**Document passage**
________________________________________

Dec 14 2005
Government researchers in the United States have this week launched a pilot project to find all the little genetic changes that cause cancer in the hope it will lead to a whole new world of targeted cancer therapy.
They hope the work will enable them to replicate the successes of the few targeted cancer therapies such as Herceptin, useful against one type of breast cancer, and Gleevec, a drug that has revolutionized the treatment of chronic myeloid leukemia.
Scientists already know that cancer is a genetic disease, caused by mutations or other changes in the DNA of cells, but to date no one has done a systematic analysis of all the mutations in various tumours.
The Cancer Genome Atlas project launched by the National Cancer Institute and the National Human Genome Research Institute means to make a start on realising that goal.
"Cancer" describes a range of at least 200 different diseases and it is the second leading killer in most industrialized countries, after heart disease.
Modern treatments mean that now about 60 percent of patients are alive five years after the initial diagnosis.
Lung cancer or breast cancer are blanket terms for tumours that arise because of differing genetic mistakes.
Dr. Andrew von Eschenbach, director of the National Cancer Institute and the acting commissioner of the U.S. Food and Drug Administration, says the cancer genome atlas project is about making the necessary progress so that cancer is a chronic and manageable condition that no longer causes the suffering and death that is seen.
The researchers are as yet unsure which cancers they will tackle first but say it will be a small number.
They will need hundreds of samples from hundreds of patients with the selected tumour types and then use the human genome map made at NHGRI to try and find all the changes that mark cancer.
Apparently several cancer-causing mutations, called oncogenes, are known already.

________________________________________

**Things to do**
1 - In the cancer genome article, how many patients are now alive five years after the initial diagnosis?
2 - Extend the article about the Cancer Genome Atlas project from the point where it stops.

________________________________________

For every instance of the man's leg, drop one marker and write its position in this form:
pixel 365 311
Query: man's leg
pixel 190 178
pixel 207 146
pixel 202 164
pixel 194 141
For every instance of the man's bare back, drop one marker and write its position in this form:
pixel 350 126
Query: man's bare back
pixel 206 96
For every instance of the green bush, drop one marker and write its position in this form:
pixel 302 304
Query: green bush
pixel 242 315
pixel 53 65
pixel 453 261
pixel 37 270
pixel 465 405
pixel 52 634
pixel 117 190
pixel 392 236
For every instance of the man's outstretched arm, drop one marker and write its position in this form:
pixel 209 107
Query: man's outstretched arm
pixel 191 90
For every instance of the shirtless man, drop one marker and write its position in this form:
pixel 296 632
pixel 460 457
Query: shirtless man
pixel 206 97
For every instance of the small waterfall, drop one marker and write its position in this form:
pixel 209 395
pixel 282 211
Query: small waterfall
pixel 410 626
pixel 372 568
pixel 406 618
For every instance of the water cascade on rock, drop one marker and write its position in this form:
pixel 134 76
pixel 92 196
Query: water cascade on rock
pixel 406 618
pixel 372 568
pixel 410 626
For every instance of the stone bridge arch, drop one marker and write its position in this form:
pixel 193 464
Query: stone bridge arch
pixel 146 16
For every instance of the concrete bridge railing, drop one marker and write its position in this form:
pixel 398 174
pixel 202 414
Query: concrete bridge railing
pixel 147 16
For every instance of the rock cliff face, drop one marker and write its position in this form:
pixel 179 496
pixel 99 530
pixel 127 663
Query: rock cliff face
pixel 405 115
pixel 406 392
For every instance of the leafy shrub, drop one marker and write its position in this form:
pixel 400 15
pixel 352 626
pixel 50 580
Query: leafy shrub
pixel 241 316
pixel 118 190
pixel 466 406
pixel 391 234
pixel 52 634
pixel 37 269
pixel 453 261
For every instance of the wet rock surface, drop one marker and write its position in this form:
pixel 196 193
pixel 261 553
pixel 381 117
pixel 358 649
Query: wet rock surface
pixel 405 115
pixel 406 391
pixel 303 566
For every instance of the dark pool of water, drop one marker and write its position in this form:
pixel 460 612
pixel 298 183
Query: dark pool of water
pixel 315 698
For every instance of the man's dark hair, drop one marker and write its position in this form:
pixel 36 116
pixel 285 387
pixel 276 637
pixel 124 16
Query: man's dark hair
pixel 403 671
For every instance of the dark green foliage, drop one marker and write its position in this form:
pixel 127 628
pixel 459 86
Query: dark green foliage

________________________________________

**Responses**
1 - About 60 percent.

2 -
Some of the best known are the BRCA1 and BRCA2 breast cancer genes, also implicated in some cases of ovarian cancer, the p53 gene involved in many different tumours, and the EGFR gene targeted by AstraZeneca's Iressa and Genentech and OSI Pharmaceutical's Tarceva, which have remarkable effects against a small percentage of patients with lung cancer.
The researchers suspect there must be many more and Dr. Ron DePinho of Harvard Medical School and the Dana Farber Cancer Institute in Boston believes they are dealing with the tip of the iceberg, as there are a staggering number of genetic alterations that occur.
DePinho says the project will "liberate the cancer community" from having to track down each gene one by one, and allow it to concentrate on what different genes do and which ones make the best targets for drugs.
Anna Barker, deputy head of the NCI, says the project is a turning point in biomedical research and for medicine.
Gene testing will allow doctors to find out immediately whether drugs already used against one form of cancer may be useful against others.
National Institutes of Health Director Dr. Elias Zerhouni, says being able to identify the precise genetic mutations in a tumour might make it easier to use intelligently designed combinations of drugs.